THE PROBLEM:
Continue the patent passage on the warehouse system with stacked storage modules from the point where it stops.

GIVEN TEXT:
Disclosure of Invention

It is therefore an object of the present disclosure to provide warehouse system techniques that enable faster bin removal of a warehouse system or improve other aspects of the warehouse system described above.

In accordance with a first aspect to assist in understanding the present disclosure, a warehouse system is provided that provides space for three-dimensional placement of storage bins. The warehouse system comprises a plurality of interconnected storage modules, wherein each storage module comprises a storage area and a top layer arranged above the storage area, wherein the storage area is adapted to accommodate a plurality of stacks of storage bins arranged in a horizontal two-dimensional grid at the bottom of the storage module, wherein at the top layer at least one carrier is movable in alignment with the two-dimensional grid for retrieving storage bins from and placing storage bins to the plurality of stacks. The plurality of interconnected storage modules includes at least two layers of storage modules placed on top of each other in separate rooms.

ENTRIES PROVIDED:
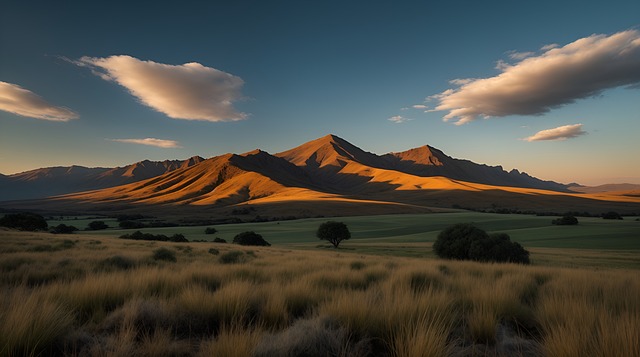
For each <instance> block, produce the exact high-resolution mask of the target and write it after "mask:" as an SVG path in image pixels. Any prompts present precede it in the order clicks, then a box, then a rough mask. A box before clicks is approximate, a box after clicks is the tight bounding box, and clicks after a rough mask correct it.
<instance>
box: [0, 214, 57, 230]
mask: <svg viewBox="0 0 640 357" xmlns="http://www.w3.org/2000/svg"><path fill="white" fill-rule="evenodd" d="M0 226H2V227H8V228H15V229H19V230H21V231H44V230H47V227H48V225H47V221H46V220H45V219H44V217H42V216H41V215H39V214H35V213H28V212H27V213H10V214H7V215H5V216H4V217H2V218H0Z"/></svg>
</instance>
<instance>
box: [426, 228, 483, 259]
mask: <svg viewBox="0 0 640 357" xmlns="http://www.w3.org/2000/svg"><path fill="white" fill-rule="evenodd" d="M486 238H489V235H488V234H487V232H485V231H484V230H482V229H480V228H478V227H476V226H474V225H473V224H469V223H459V224H456V225H453V226H450V227H448V228H445V229H444V230H443V231H442V232H440V234H438V238H437V239H436V241H435V242H434V243H433V250H434V251H435V253H436V255H437V256H439V257H440V258H445V259H458V260H462V259H469V246H471V242H473V241H474V240H479V239H486Z"/></svg>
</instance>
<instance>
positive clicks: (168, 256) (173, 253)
mask: <svg viewBox="0 0 640 357" xmlns="http://www.w3.org/2000/svg"><path fill="white" fill-rule="evenodd" d="M153 260H164V261H168V262H176V261H178V259H177V258H176V253H175V252H174V251H172V250H170V249H167V248H158V249H156V250H154V251H153Z"/></svg>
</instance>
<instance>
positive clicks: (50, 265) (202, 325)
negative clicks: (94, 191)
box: [0, 217, 640, 356]
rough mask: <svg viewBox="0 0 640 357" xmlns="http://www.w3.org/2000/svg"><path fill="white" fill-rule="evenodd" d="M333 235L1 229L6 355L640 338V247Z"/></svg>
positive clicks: (0, 279)
mask: <svg viewBox="0 0 640 357" xmlns="http://www.w3.org/2000/svg"><path fill="white" fill-rule="evenodd" d="M409 218H410V217H409ZM409 218H407V219H409ZM378 222H384V219H380V218H379V219H378ZM269 223H270V224H273V225H276V226H278V224H276V222H269ZM291 223H294V222H291ZM298 223H300V222H298ZM303 223H304V222H303ZM283 224H285V223H284V222H282V223H280V226H281V227H279V228H280V229H282V228H283V227H286V225H285V226H282V225H283ZM313 224H314V225H315V224H316V222H314V223H313ZM381 224H382V223H381ZM494 224H495V223H494ZM382 225H384V224H382ZM352 226H353V227H354V229H355V230H356V231H359V228H357V224H355V221H352ZM180 228H183V227H180ZM218 228H222V226H220V227H218ZM244 228H245V229H246V228H247V227H246V226H245V227H244ZM201 229H203V227H201ZM223 229H231V227H226V228H223ZM407 233H410V232H407ZM223 234H224V233H223ZM410 235H411V234H409V236H410ZM272 243H273V242H272ZM319 243H321V242H318V241H314V242H313V243H311V241H309V242H308V243H305V242H303V243H301V244H300V246H296V245H295V244H293V242H289V243H287V244H285V243H284V242H282V243H280V244H275V245H274V246H272V247H268V248H266V247H265V248H263V247H261V248H254V247H240V246H237V245H233V244H215V243H209V242H199V243H196V242H190V243H164V242H147V241H130V240H124V239H118V238H115V237H114V236H113V233H111V234H106V233H105V235H95V234H93V235H89V234H84V233H82V234H74V235H52V234H48V233H26V232H15V231H6V230H5V231H0V272H1V275H0V289H1V290H2V294H0V356H24V355H31V356H37V355H69V356H297V355H305V356H316V355H317V356H325V355H335V356H582V355H600V356H637V353H638V351H640V278H638V270H636V269H622V268H609V266H616V264H615V263H612V262H615V259H618V258H619V259H620V260H621V261H623V262H627V263H628V262H631V264H628V266H630V267H634V266H635V267H636V268H637V265H636V264H637V261H635V260H637V256H638V254H637V251H636V252H635V253H633V252H632V253H629V252H628V251H627V252H625V251H623V250H618V251H609V252H604V253H602V252H601V251H599V250H594V249H590V250H589V249H585V248H582V249H577V250H566V249H558V248H553V247H539V248H533V249H532V260H533V261H534V263H535V265H533V266H520V265H512V264H481V263H472V262H456V261H445V260H439V259H435V258H432V257H430V255H431V254H430V247H429V246H430V243H429V242H416V241H414V242H411V239H409V238H407V239H405V241H404V243H396V246H395V248H394V246H393V243H390V242H388V241H386V240H385V238H384V237H378V238H375V237H374V238H371V237H370V239H369V240H367V239H364V238H363V239H360V240H359V239H358V238H357V237H354V239H352V240H350V241H346V242H343V245H341V247H342V249H338V250H333V249H327V248H326V246H325V245H322V244H319ZM378 249H391V250H390V251H377V250H378ZM393 249H396V250H393ZM416 251H423V252H425V253H424V255H426V257H424V256H422V257H411V256H410V255H411V254H410V252H416ZM601 254H603V257H604V262H605V263H598V262H600V261H599V260H598V259H599V256H600V255H601ZM616 257H618V258H616ZM174 260H175V261H174ZM593 264H595V268H594V267H590V266H591V265H593ZM549 265H554V266H553V267H552V266H549ZM558 265H572V266H573V267H571V268H570V267H558ZM621 266H627V265H626V264H621Z"/></svg>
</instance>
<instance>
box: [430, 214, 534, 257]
mask: <svg viewBox="0 0 640 357" xmlns="http://www.w3.org/2000/svg"><path fill="white" fill-rule="evenodd" d="M433 250H434V251H435V253H436V255H438V256H439V257H440V258H445V259H458V260H475V261H481V262H510V263H521V264H529V252H528V251H527V250H526V249H524V248H523V247H522V246H521V245H520V244H519V243H517V242H512V241H511V237H509V235H508V234H506V233H496V234H492V235H488V234H487V232H485V231H484V230H482V229H480V228H478V227H475V226H474V225H472V224H466V223H460V224H456V225H453V226H450V227H448V228H446V229H444V230H443V231H442V232H440V234H438V238H437V239H436V241H435V243H434V244H433Z"/></svg>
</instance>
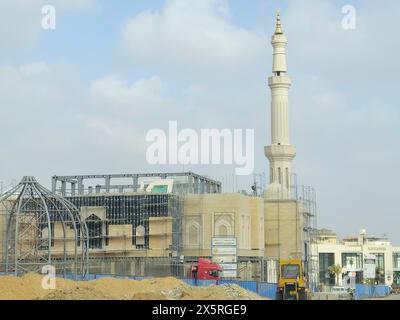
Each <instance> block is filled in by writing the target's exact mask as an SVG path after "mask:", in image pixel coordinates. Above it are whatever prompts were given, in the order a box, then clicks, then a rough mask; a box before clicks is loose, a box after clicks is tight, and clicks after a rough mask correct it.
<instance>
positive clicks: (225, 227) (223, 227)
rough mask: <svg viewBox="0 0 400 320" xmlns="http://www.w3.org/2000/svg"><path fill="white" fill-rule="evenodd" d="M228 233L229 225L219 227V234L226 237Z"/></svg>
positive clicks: (221, 225)
mask: <svg viewBox="0 0 400 320" xmlns="http://www.w3.org/2000/svg"><path fill="white" fill-rule="evenodd" d="M227 235H228V227H227V226H225V225H221V226H219V227H218V236H223V237H226V236H227Z"/></svg>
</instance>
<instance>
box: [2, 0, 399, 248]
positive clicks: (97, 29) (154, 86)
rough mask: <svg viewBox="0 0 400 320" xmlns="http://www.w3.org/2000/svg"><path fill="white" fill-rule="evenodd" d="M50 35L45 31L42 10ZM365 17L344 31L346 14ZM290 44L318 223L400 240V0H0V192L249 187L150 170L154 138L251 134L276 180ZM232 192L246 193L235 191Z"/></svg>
mask: <svg viewBox="0 0 400 320" xmlns="http://www.w3.org/2000/svg"><path fill="white" fill-rule="evenodd" d="M47 4H50V5H53V6H54V8H55V9H56V28H55V29H54V30H45V29H43V27H42V18H43V14H42V7H43V6H44V5H47ZM345 5H351V6H353V7H354V8H355V10H356V11H355V12H356V18H357V20H356V25H355V29H351V30H346V29H344V28H343V27H342V20H343V17H344V15H345V14H344V13H343V12H342V8H343V6H345ZM277 9H279V10H280V11H281V17H282V24H283V29H284V31H285V33H286V35H287V37H288V40H289V44H288V48H287V53H288V56H287V59H288V68H289V70H288V72H289V74H290V76H291V77H292V80H293V86H292V88H291V91H290V121H291V142H292V143H293V144H294V145H296V147H297V157H296V159H295V160H294V164H293V165H294V171H295V172H296V174H297V177H298V181H299V184H304V185H310V186H312V187H314V188H315V189H316V192H317V206H318V226H319V227H320V228H329V229H333V230H335V231H336V232H338V234H339V235H341V236H345V235H351V234H357V233H358V231H359V230H360V229H364V228H365V229H367V231H368V233H369V234H370V235H375V236H382V235H384V234H386V235H387V236H389V237H390V238H391V239H392V240H393V241H394V242H396V243H397V244H400V233H399V226H400V209H399V206H398V205H397V204H396V201H397V200H398V199H399V198H400V187H399V182H400V173H399V164H400V106H399V96H398V94H399V88H400V80H399V77H398V74H399V73H400V61H399V57H400V37H399V36H398V33H399V30H400V19H398V17H399V16H400V3H399V2H398V1H395V0H384V1H379V2H378V1H373V0H364V1H350V0H347V1H337V0H335V1H334V0H319V1H316V0H314V1H310V0H290V1H289V0H288V1H275V0H274V1H272V0H253V1H244V0H231V1H228V0H167V1H164V0H146V1H144V0H137V1H128V0H120V1H106V0H53V1H51V0H46V1H44V0H30V1H23V0H0V121H1V132H2V139H1V140H0V145H1V147H0V150H1V153H0V155H1V156H0V181H1V184H0V186H2V188H3V189H6V188H7V186H9V185H10V184H12V183H15V182H18V181H19V180H20V179H21V178H22V177H23V176H24V175H34V176H36V177H37V178H38V180H39V181H40V182H41V183H42V184H44V185H46V186H49V185H50V178H51V176H52V175H55V174H57V175H73V174H104V173H137V172H158V171H182V170H185V171H187V170H192V171H195V172H198V173H200V174H205V175H208V176H211V177H215V178H218V179H220V180H222V181H223V183H224V184H225V190H226V191H233V190H234V189H238V188H242V189H249V186H250V185H251V181H252V179H253V177H252V175H250V176H248V177H236V178H235V177H234V167H233V166H218V165H214V166H213V165H209V166H186V167H182V166H151V165H149V163H148V162H147V161H146V156H145V155H146V149H147V147H148V143H147V142H146V139H145V138H146V133H147V132H148V131H149V130H151V129H154V128H161V129H164V130H167V128H168V122H169V121H175V120H176V121H178V126H179V128H180V129H184V128H193V129H195V130H200V129H202V128H219V129H224V128H230V129H254V130H255V154H254V157H255V169H254V172H255V173H263V172H267V171H268V162H267V159H266V158H265V156H264V150H263V149H264V146H265V145H268V144H269V143H270V139H271V137H270V114H269V108H270V98H271V97H270V91H269V88H268V86H267V77H269V76H270V75H271V64H272V48H271V45H270V40H271V35H272V33H273V31H274V24H275V18H274V16H275V13H276V10H277ZM238 181H239V182H238Z"/></svg>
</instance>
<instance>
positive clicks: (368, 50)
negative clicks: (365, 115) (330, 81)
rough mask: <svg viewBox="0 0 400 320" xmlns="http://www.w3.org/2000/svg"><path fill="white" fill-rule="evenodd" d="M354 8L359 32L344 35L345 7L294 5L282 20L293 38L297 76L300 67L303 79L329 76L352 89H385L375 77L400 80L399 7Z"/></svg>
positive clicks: (287, 31) (367, 3)
mask: <svg viewBox="0 0 400 320" xmlns="http://www.w3.org/2000/svg"><path fill="white" fill-rule="evenodd" d="M354 6H355V9H356V17H357V20H356V21H357V23H356V29H355V30H345V29H343V28H342V25H341V22H342V19H343V17H344V15H343V14H342V11H341V10H342V6H341V5H340V4H337V3H335V2H333V1H317V2H316V1H312V0H303V1H291V2H290V4H289V6H288V10H287V11H286V12H285V13H284V14H283V16H282V19H283V25H284V29H285V31H286V33H287V34H288V36H289V55H290V57H291V60H290V66H289V68H291V70H292V72H293V68H292V67H293V66H295V67H296V69H297V70H299V71H301V72H302V73H309V74H315V73H324V74H325V75H327V76H328V75H329V77H330V79H331V80H336V81H342V82H343V83H348V84H351V85H353V86H354V85H359V84H360V83H364V84H365V82H367V83H369V84H370V85H371V84H373V83H374V82H375V84H376V85H378V86H379V85H382V84H383V85H386V84H385V83H384V82H385V81H383V80H382V82H380V81H376V80H377V79H376V78H371V75H376V76H378V75H380V76H382V77H384V78H385V80H386V81H387V80H391V81H393V80H397V74H398V73H399V72H400V64H399V63H397V60H398V57H399V55H400V41H399V37H398V36H397V34H396V31H395V30H398V29H399V27H400V21H399V19H398V16H399V14H400V3H399V2H398V1H386V2H385V5H383V4H382V3H380V2H376V1H363V2H360V3H359V4H355V5H354ZM389 70H390V72H389ZM392 71H393V72H392ZM376 82H377V83H376Z"/></svg>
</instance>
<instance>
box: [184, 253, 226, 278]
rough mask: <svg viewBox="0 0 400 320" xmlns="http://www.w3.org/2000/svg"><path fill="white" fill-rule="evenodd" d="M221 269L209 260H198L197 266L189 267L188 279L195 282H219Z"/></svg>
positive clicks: (210, 260) (203, 259)
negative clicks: (198, 260) (191, 278)
mask: <svg viewBox="0 0 400 320" xmlns="http://www.w3.org/2000/svg"><path fill="white" fill-rule="evenodd" d="M221 274H222V267H221V266H220V265H219V264H217V263H213V262H212V261H211V260H209V259H203V258H200V259H199V262H198V263H197V264H194V265H191V266H190V269H189V278H192V279H195V280H216V281H219V280H221Z"/></svg>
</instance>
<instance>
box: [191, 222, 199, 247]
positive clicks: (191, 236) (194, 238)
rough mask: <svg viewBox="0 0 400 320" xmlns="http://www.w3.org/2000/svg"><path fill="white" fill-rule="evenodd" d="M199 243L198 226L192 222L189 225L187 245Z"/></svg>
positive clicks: (191, 244)
mask: <svg viewBox="0 0 400 320" xmlns="http://www.w3.org/2000/svg"><path fill="white" fill-rule="evenodd" d="M197 245H199V228H198V227H197V226H195V225H194V224H192V225H191V226H190V227H189V246H197Z"/></svg>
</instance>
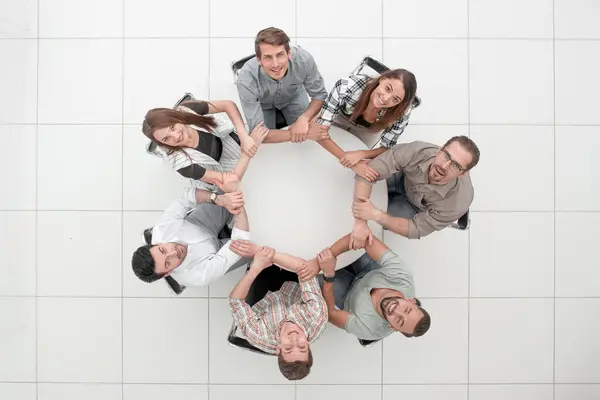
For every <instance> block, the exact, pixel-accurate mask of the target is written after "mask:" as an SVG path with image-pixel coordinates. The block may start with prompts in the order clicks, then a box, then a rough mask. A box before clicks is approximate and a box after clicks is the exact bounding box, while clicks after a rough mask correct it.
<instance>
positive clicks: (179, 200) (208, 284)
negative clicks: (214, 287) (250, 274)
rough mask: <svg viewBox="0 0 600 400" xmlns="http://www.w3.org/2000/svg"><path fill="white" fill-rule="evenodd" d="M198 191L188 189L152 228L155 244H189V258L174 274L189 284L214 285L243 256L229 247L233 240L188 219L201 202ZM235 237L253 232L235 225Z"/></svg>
mask: <svg viewBox="0 0 600 400" xmlns="http://www.w3.org/2000/svg"><path fill="white" fill-rule="evenodd" d="M195 193H196V189H195V188H190V189H188V190H186V191H185V193H184V194H183V196H182V197H181V198H180V199H179V200H177V201H175V202H173V203H172V204H171V205H170V206H169V207H168V208H167V209H166V210H165V211H164V212H163V213H162V215H161V216H160V218H159V221H158V223H157V224H156V225H155V226H154V228H153V229H152V244H159V243H166V242H175V243H181V244H186V245H187V247H188V252H187V255H186V256H185V259H184V260H183V262H182V263H181V265H180V266H179V267H177V268H176V269H174V270H173V271H172V272H171V275H172V276H173V278H175V280H176V281H177V282H178V283H180V284H181V285H185V286H204V285H210V284H211V283H212V282H214V281H215V280H217V279H218V278H220V277H221V276H223V275H225V273H226V272H227V271H228V270H229V269H230V268H231V267H232V266H233V265H234V264H236V263H237V262H238V261H240V260H241V258H242V257H240V256H239V255H237V254H235V253H234V252H233V251H232V250H231V249H230V248H229V243H230V241H229V240H227V243H222V242H221V240H219V238H217V236H216V235H214V234H213V233H212V232H211V231H210V230H209V229H208V228H206V227H204V226H202V225H199V224H195V223H192V222H190V221H188V220H187V219H186V217H187V216H188V214H189V212H190V211H191V210H192V209H194V208H195V207H197V206H198V204H197V203H196V195H195ZM207 217H210V216H209V215H207ZM231 238H232V239H245V240H250V233H249V232H246V231H243V230H240V229H237V228H235V227H234V228H233V230H232V232H231Z"/></svg>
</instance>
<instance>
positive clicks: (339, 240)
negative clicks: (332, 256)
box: [329, 234, 350, 257]
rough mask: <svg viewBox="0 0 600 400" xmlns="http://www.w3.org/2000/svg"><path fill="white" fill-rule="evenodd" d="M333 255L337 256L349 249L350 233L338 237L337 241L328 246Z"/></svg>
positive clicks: (347, 250) (343, 252)
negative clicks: (348, 233) (334, 242)
mask: <svg viewBox="0 0 600 400" xmlns="http://www.w3.org/2000/svg"><path fill="white" fill-rule="evenodd" d="M329 249H330V250H331V252H332V253H333V256H334V257H337V256H339V255H340V254H343V253H345V252H347V251H348V250H350V234H347V235H345V236H344V237H342V238H340V239H338V241H337V242H335V243H334V244H332V245H331V247H329Z"/></svg>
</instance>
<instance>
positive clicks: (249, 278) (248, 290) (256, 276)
mask: <svg viewBox="0 0 600 400" xmlns="http://www.w3.org/2000/svg"><path fill="white" fill-rule="evenodd" d="M260 272H261V271H257V270H256V269H255V268H250V270H248V272H246V274H245V275H244V276H243V277H242V279H240V281H239V282H238V283H237V284H236V285H235V286H234V287H233V290H232V291H231V294H230V295H229V297H231V298H233V299H242V300H244V299H245V298H246V296H248V292H249V291H250V286H252V283H253V282H254V280H255V279H256V277H257V276H258V274H260Z"/></svg>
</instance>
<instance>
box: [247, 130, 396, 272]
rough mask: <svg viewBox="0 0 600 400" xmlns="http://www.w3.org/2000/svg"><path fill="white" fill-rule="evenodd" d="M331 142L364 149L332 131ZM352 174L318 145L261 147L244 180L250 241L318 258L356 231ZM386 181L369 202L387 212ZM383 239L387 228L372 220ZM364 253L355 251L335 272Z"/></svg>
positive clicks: (299, 143)
mask: <svg viewBox="0 0 600 400" xmlns="http://www.w3.org/2000/svg"><path fill="white" fill-rule="evenodd" d="M329 135H330V137H331V138H332V139H333V140H334V141H335V142H336V143H337V144H338V145H339V146H340V147H341V148H342V149H344V150H366V149H367V146H366V145H365V144H364V143H363V142H362V141H361V140H360V139H358V138H357V137H356V136H354V135H352V134H351V133H348V132H346V131H344V130H342V129H341V128H338V127H335V126H331V127H330V130H329ZM354 182H355V180H354V172H353V171H352V170H351V169H349V168H344V167H343V166H342V165H341V164H340V163H339V161H338V160H336V158H335V157H334V156H333V155H331V154H330V153H329V152H328V151H327V150H325V149H323V148H322V147H321V146H320V145H319V144H318V143H316V142H314V141H312V140H307V141H305V142H302V143H277V144H262V145H261V146H260V148H259V149H258V153H257V154H256V156H255V157H254V158H253V159H252V160H251V161H250V166H249V167H248V171H247V172H246V175H245V176H244V179H243V181H242V188H243V190H244V200H245V203H246V210H247V213H248V219H249V222H250V235H251V237H252V241H253V242H254V243H256V244H257V245H259V246H269V247H273V248H274V249H276V250H277V251H278V252H282V253H287V254H291V255H294V256H297V257H301V258H304V259H310V258H313V257H315V256H316V255H317V254H318V253H319V252H320V251H321V250H323V249H324V248H325V247H328V246H331V245H332V244H333V243H335V242H336V241H337V240H338V239H339V238H341V237H342V236H344V235H346V234H348V233H350V232H351V231H352V227H353V223H354V219H353V217H352V211H351V206H352V201H353V195H354ZM387 199H388V197H387V187H386V184H385V180H382V181H379V182H377V183H376V184H375V185H373V192H372V194H371V201H372V202H373V204H374V205H375V206H376V207H377V208H379V209H382V210H387ZM369 227H370V228H371V230H372V231H373V234H374V235H375V236H376V237H377V238H379V239H381V237H382V234H383V229H382V227H381V226H380V225H378V224H376V223H375V222H373V221H369ZM362 254H364V249H360V250H351V251H348V252H346V253H344V254H342V255H340V256H339V257H338V260H337V265H336V269H340V268H344V267H345V266H347V265H348V264H350V263H352V262H353V261H355V260H356V259H358V257H360V256H361V255H362Z"/></svg>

ANSWER SPACE:
For each of the plurality of storage modules, the height of the storage module may be sized to allow each of the plurality of stacks of storage modules to have a maximum number of storage bins of 6, preferably 5, 4 or 3. The plurality of storage modules may comprise at least 3, preferably at least 4 or at least 5 storage modules placed on top of each other in separate rooms. The plurality of interconnected storage modules may further include at least two storage modules placed adjacent to each other in a horizontal direction in separate rooms.

Each of the plurality of storage modules may be prefabricated, interconnectable storage modules, wherein the warehouse system may be assembled from the plurality of storage modules in a modular construction system. Among the plurality of interconnected storage modules, two storage modules placed one above the other may be interconnected using a mechanical form fit established between the bottom of an upper storage module and the top of a lower storage module of the two storage modules. Each of the plurality of storage modules may be sized to have a maximum extent of 4 meters, preferably 3 meters or 2 meters, in the longitudinal direction. Each of the plurality of storage modules may be sized to accommodate up to 500, preferably 400, 300, 200 or 100 storage bins in a plurality of stacks of storage modules.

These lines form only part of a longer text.